### TEXTE FOURNI
44. Extrait de l'arrêt de la Ire Cour civile dans la cause A. contre époux B. (recours en réforme)

4C.394/2002 du 28 mars 2003

Faits à partir de page 265

BGE 129 III 264 S. 265

A.- Par acte authentique du 3 juin 1991, intitulé "pacte d'emption et promesse d'achat", A. a concédé aux époux B. un droit d'emption cessible sur une part de propriété par étages (PPE) d'un immeuble sis à Fribourg. Les époux B. ont accepté et promis d'acheter cette part. Le droit d'emption était octroyé pour le prix de 370'000 fr. payable par le versement de deux acomptes de 5'000 fr. et 32'000 fr., les 1er juillet 1991 et 31 janvier 1992, et du solde le jour de l'exercice du droit d'emption. Ce droit, à l'instar de la promesse d'achat, était déclaré ferme et irrévocable; il était concédé jusqu'au 1er août 1992 et annoté au registre foncier pour toute la durée convenue. L'entrée en possession ainsi que le transfert des profits et des risques devaient intervenir le jour de l'exercice du droit d'emption. Dans l'intervalle, A. louait aux époux B., pour un loyer mensuel de 2'100 fr., l'appartement correspondant à la PPE en question. En outre, elle requérait d'ores et déjà le conservateur du registre foncier de Fribourg de procéder à l'inscription des titulaires du droit d'emption comme nouveaux propriétaires de ladite PPE à la triple condition qu'ils prouvent avoir exercé leur droit d'emption en temps utile, avoir payé l'intégralité du prix d'acquisition et avoir requis leur inscription en tant que nouveaux propriétaires de l'appartement en PPE.

La durée du pacte d'emption et de la promesse d'achat du 3 juin 1991 a été prolongée une première fois jusqu'au 31 décembre 1992 et une seconde fois jusqu'au 30 août 1993, moyennant versement d'acomptes à imputer sur le prix de l'immeuble lors de l'exercice du droit d'emption.

### CONSIGNE
Poursuivez l'extrait d'arrêt sur le droit d'emption à partir de l'endroit où il s'arrête. Le matériel ne joue aucun rôle dans ce travail.

### DONNÉES FOURNIES

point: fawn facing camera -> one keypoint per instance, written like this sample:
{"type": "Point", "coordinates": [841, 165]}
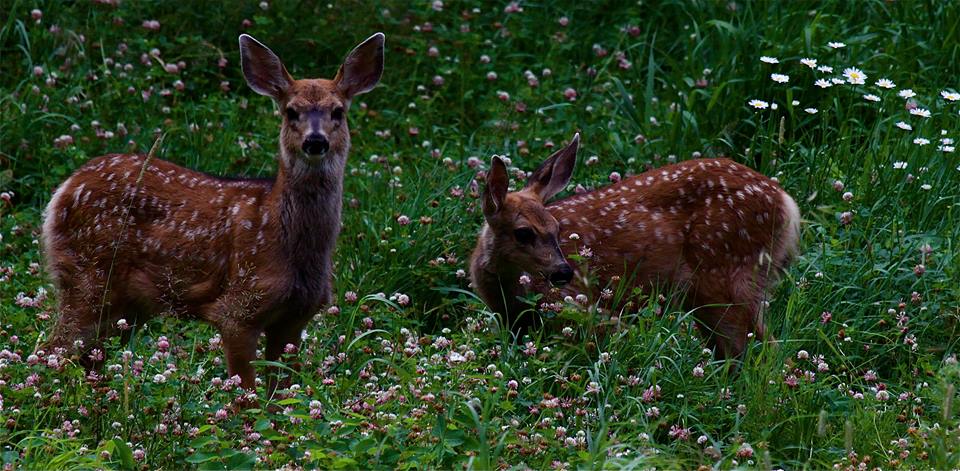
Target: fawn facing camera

### RÉSULTAT
Au 30 août 1993, les acomptes versés par les époux B. à A. s'élevaient à 52'000 fr.

Postérieurement à cette date, les parties ont discuté en vue de la vente de la PPE à des conditions qui restaient encore à définir et qui pouvaient être différentes de celles convenues le 3 juin 1991. Elles n'ont toutefois pas réussi à trouver un terrain d'entente. Durant ces pourparlers, les époux B. ont continué à verser des acomptes. C'estBGE 129 III 264 S. 266

ainsi que A. a touché un total de 20'800 fr. à ce titre du 6 septembre 1993 au 9 février 1995.

Le 12 mars 1996, les époux B. ont fait notifier à A. un commandement de payer la somme de 72'800 fr., correspondant à la totalité des acomptes perçus par la poursuivie, lequel a été frappé d'opposition.

B.- Le 7 décembre 1998, les époux B. ont ouvert action contre A. devant le Tribunal civil de l'arrondissement de la Sarine en vue d'obtenir le remboursement des 72'800 fr. d'acomptes qu'ils lui avaient versés. Ils avaient déjà élevé la même prétention, le 14 avril 1997, en formulant une conclusion reconventionnelle dans le cadre d'une action en paiement ouverte contre eux par A.

La défenderesse a conclu au rejet de la demande. Elle a fait valoir, entre autres motifs, que l'action des demandeurs était prescrite en vertu de l'art. 67 al. 1 CO.

Par jugement du 13 novembre 2000, le Tribunal civil de l'arrondissement de la Sarine a rejeté la demande.

Saisie par les demandeurs, la Ire Cour d'appel du Tribunal cantonal de l'Etat de Fribourg, statuant par arrêt du 3 octobre 2002, a admis partiellement leur recours et condamné la défenderesse à leur verser la somme de 51'043 fr. avec intérêts à 5% dès le 14 avril 1997. Cette somme correspond aux acomptes versés par les demandeurs jusqu'au 30 août 1993 (52'000 fr.), dont à déduire une créance compensante de 957 fr. Selon les juges d'appel, la défaillance de la condition affectant la vente immobilière stipulée le 3 juin 1991 a donné naissance à une obligation de restitution de nature contractuelle justifiant l'application de l'art. 127 CO, si bien que la prescription décennale de cette créance, courant dès le 30 août 1993, n'est pas encore intervenue. En revanche, les acomptes versés postérieurement à cette date l'ont été en vue d'une cause - la vente de l'immeuble - qui ne s'est pas réalisée. Le droit de répétition relève, dans ce cas, de l'enrichissement illégitime (art. 62 al. 2 CO) et il se prescrit en conséquence par un an à compter du jour où la partie lésée en a eu connaissance, soit, en l'occurrence, dès le 12 mars 1996. Aussi l'action y relative est-elle prescrite.

C.- La défenderesse interjette un recours en réforme au Tribunal fédéral. Invoquant notamment la violation de l'art. 67 CO, elle conclut au rejet intégral de la demande.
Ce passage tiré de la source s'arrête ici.